*Source*:

((

In Bagherian v. Aviva Insurance Company (Div Ct, 2022) the Divisional Court considered whether it was inappropriate for the same tribunal member to hear both the principle hearing and a reconsideration:
[12] Second, the appellant submits that there is a reasonable apprehension of bias where a tribunal member who made the original decision carries out the reconsideration of the decision. However, Rule 18.1 of the Tribunal permits this process, and it has been found acceptable by the Divisional Court in Gore Mutual Insurance Company v. Rusk, 2022 ONSC 2893 at para. 50. There is no basis here to find a reasonable apprehension of bias on the part of the Tribunal.
. Gore v. Rusk

In Gore v. Rusk (Div Ct, 2022) the Divisional Court considered the issue of the same tribunal member hearing both original and reconsideration hearings:
[47] The language of Rule 18.1 of the Rules is permissive and allows that the reconsideration may be heard by the same member.

[48] The Tribunal’s decision to assign one member of the original panel of Adjudicators to the reconsideration after the other member’s Order-In-Council appointment had expired was within its power to control its own process. As explained in the reconsideration decision:
This reconsideration request follows a Tribunal decision dated April 6, 2020 in which Adjudicator Punyarthi and I determined that the applicant sustained a catastrophic (“CAT”) impairment pursuant to the Schedule. We also found that the applicant was entitled to a Non-Earner Benefit (“NEB”). We issued that decision shortly after the Order-in-Council appointing Adjudicator Punyarthi a Tribunal Member expired, something permitted by s. 4.3 of the Statutory Powers Procedures Act, R.S.O. 1990, c. S.22 (the ‘SPPA”).
[49] While s. 4.3 of the SPPA allowed Adjudicator Punyarthi to participate in the original decision after her appointment had expired, there is no requirement that a reconsideration be decided by the same panel who made the original decision. Notwithstanding that a member who made the initial decision may decide the request for reconsideration, it is equally permissible for a different member to make the reconsideration decision. Section 21.2 of the SPPA permits a “tribunal” to review its own decision if it has rules to that effect. The Tribunal retains the discretion to assign a request for reconsideration to a different member or to one member of a two-member panel.

[50] The member whose decision is being reconsidered is often best placed to efficiently evaluate the errors alleged, given their familiarity with the evidence and submissions in the proceeding. As a reconsideration is not an opportunity for a party to reargue their case, the original decision maker can focus on the narrow issues raised in the request. The original decision maker may be in the best position to know whether a reconsideration request actually raises any new issues or submissions (see: Taucar v Human Rights Tribunal of Ontario, 2017 ONSC 2604).

[51] Further, the governing Rules allow any Adjudicator to hear a reconsideration request, including an Adjudicator other than the one or ones who heard the original matter. That necessarily must include allowing a single Adjudicator of a two-member panel to hear a reconsideration request.

))

In the excerpt on reconsideration hearings, which rule of the Tribunal permits the same member to decide both the original matter and its reconsideration?

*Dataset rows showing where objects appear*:

((

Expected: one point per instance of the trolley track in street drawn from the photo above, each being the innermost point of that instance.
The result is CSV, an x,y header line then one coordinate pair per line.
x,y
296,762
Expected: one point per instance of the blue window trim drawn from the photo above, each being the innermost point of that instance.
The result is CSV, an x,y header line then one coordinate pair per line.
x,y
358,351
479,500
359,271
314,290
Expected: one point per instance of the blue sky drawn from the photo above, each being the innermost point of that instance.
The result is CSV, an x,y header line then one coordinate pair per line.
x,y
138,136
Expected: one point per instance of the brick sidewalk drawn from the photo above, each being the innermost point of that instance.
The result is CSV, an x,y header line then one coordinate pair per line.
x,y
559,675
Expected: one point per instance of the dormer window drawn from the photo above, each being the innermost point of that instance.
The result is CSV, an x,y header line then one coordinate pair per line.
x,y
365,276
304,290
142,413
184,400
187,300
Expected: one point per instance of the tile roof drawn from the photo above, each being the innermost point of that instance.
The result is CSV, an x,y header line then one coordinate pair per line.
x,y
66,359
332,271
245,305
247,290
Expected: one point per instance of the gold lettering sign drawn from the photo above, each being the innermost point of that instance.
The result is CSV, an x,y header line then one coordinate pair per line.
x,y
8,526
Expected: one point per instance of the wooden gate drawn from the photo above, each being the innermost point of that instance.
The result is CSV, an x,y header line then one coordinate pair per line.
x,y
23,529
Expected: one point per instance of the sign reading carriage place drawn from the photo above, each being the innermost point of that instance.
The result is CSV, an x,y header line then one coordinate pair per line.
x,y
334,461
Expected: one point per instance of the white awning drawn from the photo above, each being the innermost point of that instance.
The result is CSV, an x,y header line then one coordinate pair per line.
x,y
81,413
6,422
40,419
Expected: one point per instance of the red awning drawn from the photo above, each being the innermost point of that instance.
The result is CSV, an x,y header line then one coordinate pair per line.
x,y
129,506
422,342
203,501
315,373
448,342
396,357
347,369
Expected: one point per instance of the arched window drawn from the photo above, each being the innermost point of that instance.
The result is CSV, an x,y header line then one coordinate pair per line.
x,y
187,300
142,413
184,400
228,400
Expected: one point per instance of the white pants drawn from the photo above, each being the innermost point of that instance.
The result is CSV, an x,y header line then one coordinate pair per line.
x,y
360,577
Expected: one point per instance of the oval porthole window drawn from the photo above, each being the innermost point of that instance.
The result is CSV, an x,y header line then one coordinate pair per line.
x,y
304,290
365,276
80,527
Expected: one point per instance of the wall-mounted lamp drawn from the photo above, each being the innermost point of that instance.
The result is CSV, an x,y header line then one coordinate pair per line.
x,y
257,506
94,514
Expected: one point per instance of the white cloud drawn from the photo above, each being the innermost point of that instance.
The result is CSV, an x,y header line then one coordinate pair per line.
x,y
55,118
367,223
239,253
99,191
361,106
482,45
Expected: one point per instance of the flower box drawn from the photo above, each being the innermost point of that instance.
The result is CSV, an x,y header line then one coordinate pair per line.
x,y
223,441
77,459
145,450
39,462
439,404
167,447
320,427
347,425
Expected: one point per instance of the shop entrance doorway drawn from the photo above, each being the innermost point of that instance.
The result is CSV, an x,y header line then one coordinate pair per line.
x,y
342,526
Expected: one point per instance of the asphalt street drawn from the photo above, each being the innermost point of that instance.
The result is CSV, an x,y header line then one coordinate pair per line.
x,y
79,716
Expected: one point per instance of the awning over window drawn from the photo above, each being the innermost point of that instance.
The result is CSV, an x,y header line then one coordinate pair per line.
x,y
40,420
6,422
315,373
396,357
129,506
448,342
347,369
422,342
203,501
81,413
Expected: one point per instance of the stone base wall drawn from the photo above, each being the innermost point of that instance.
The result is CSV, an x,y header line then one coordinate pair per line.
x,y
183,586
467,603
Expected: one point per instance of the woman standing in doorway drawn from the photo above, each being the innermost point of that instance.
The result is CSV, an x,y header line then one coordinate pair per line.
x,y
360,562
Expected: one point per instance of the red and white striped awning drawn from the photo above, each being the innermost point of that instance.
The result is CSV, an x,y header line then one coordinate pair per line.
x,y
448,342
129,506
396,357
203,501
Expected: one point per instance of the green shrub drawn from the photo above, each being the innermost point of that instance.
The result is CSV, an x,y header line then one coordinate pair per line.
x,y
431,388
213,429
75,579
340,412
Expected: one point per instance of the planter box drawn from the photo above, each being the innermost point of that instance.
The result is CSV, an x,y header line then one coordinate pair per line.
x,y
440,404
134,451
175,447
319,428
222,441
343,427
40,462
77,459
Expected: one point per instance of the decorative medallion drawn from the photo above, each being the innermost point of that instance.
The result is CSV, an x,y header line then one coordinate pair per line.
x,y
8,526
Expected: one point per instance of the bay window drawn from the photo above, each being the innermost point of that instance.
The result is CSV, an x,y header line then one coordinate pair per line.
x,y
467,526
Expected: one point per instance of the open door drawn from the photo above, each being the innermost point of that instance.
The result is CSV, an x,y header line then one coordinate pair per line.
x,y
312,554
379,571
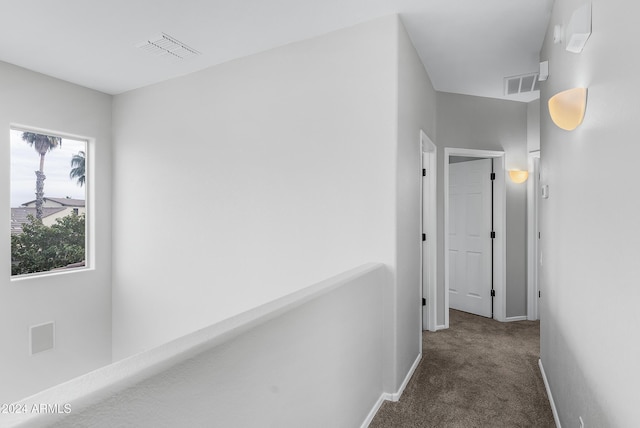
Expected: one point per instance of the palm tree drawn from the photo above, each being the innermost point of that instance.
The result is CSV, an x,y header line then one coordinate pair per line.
x,y
42,144
77,168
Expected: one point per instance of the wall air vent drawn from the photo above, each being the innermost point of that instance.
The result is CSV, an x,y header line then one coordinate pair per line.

))

*Solution*: Rule 18.1